I lose many of the benefits of my machine as well, Its no-longer quiet and efficient, hugging a tree, healing my karma and cleaning my dishes in one go. Instead, I have to switch it to the options that translate roughly as 'noisy and inefficient' and 'i hate the planet'.
The following day, I of course have a slightly larger pile of dishes to clean. The new days dishes and the failure-demand I inherited from the day before. Just like your real feature releases, this is more work and reputational harm for your team.
Why not run the dishwasher twice? After breakfast, Fill the system to a level that seems to deliver and run it. If you haven't quite filled all the slots, thats not a problem - run it anyway. Why? because you are evening out the flow of dishes. By under-loading the dishwasher in the morning, you don't have to over-load it in the evening. Inspecting the product becomes quicker and easier to do.
Your next release cometh. |
This approach provides a steady cadence to your engineers and testers. The tsunami of each big cycle becomes a more manageable ebb and flow. Getting those fixes and features out cleanly and regularly helps provide regular feedback to the team.
Did we develop something wrong? or miss a bug? we'll know sooner and can fix our team to stop it happening again [sooner]. Leave it a while, and soon the list of missed and broken things becomes something to have long and painful meetings about.
Frequent releases, can help deliver this calmer, more stable development and test process, where some features are delivered sooner and the team isn't trying to build a large complicated system, with every release. They can focus on developing and testing a small set of changes, against the back drop of a relatively stable system.
★ ★ ★
_About this task_
In the dishwasher piece on release cadence, write out word for word the part that opens with the words "Frequent releases, can" and closes with "relatively stable system.".

_Record excerpts_
★ ★ ★
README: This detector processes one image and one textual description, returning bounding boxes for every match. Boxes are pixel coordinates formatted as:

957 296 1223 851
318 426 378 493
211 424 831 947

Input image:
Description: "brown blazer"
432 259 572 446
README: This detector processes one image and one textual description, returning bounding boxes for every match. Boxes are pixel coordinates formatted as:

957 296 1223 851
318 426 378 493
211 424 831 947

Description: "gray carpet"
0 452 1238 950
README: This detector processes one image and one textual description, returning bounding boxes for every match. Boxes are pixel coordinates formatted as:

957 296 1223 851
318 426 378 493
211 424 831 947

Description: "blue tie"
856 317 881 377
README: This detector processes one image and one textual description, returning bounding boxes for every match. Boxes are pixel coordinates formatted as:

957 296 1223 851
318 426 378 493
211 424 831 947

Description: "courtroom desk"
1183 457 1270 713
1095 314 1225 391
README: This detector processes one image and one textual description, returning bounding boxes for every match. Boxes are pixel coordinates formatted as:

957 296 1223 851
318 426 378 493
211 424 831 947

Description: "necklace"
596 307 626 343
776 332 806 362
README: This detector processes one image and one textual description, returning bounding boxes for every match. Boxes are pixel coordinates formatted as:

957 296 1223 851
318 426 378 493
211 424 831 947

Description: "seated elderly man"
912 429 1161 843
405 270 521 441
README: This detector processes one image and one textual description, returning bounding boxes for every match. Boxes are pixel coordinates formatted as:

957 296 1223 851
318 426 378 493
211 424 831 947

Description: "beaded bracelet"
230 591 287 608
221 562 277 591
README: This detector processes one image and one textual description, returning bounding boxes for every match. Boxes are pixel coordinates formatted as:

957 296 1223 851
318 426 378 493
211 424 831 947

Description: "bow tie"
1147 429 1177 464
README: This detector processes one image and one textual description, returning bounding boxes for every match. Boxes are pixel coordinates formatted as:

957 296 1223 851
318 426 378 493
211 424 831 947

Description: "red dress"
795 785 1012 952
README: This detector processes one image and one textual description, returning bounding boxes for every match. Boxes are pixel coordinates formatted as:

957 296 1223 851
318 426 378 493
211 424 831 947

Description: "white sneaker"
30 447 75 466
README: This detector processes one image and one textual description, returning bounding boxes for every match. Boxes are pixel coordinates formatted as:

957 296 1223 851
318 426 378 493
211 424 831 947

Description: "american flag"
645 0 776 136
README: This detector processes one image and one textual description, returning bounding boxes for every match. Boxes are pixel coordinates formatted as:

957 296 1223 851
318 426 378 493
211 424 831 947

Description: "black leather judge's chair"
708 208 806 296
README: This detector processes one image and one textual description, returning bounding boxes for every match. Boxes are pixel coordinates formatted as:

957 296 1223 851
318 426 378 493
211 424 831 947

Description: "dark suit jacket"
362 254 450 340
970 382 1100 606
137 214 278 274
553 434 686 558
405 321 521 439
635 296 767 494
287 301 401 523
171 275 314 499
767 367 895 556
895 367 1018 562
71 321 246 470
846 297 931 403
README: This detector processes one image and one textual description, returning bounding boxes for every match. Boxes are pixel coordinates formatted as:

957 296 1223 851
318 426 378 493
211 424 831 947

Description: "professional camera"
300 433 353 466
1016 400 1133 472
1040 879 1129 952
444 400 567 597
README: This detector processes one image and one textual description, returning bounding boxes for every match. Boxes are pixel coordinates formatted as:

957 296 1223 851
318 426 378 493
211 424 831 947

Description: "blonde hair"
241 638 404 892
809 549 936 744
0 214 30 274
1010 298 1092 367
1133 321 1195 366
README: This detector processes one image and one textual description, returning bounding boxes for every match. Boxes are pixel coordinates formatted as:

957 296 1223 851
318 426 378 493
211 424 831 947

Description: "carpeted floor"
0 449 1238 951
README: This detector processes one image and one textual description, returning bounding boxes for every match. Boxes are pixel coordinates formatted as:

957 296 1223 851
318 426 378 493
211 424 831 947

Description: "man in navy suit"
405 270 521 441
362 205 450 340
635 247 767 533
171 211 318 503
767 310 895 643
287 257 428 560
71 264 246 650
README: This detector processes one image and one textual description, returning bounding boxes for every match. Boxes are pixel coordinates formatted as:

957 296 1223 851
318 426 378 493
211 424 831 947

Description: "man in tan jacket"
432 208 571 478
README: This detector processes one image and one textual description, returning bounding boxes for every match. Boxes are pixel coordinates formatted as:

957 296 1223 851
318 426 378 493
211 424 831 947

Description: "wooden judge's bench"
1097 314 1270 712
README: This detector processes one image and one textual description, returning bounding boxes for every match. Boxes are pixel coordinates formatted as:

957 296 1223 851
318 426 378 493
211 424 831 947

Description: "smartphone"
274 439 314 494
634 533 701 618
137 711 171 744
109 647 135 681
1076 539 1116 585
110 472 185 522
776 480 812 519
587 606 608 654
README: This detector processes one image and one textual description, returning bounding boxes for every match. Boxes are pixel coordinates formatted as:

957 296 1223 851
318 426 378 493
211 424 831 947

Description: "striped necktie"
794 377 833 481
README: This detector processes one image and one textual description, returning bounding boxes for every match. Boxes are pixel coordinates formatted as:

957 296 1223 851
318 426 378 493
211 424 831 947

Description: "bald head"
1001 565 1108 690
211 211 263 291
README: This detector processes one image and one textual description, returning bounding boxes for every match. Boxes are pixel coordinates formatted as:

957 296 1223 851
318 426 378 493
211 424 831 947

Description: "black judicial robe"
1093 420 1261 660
★ ★ ★
_Written solution_
Frequent releases, can help deliver this calmer, more stable development and test process, where some features are delivered sooner and the team isn't trying to build a large complicated system, with every release. They can focus on developing and testing a small set of changes, against the back drop of a relatively stable system.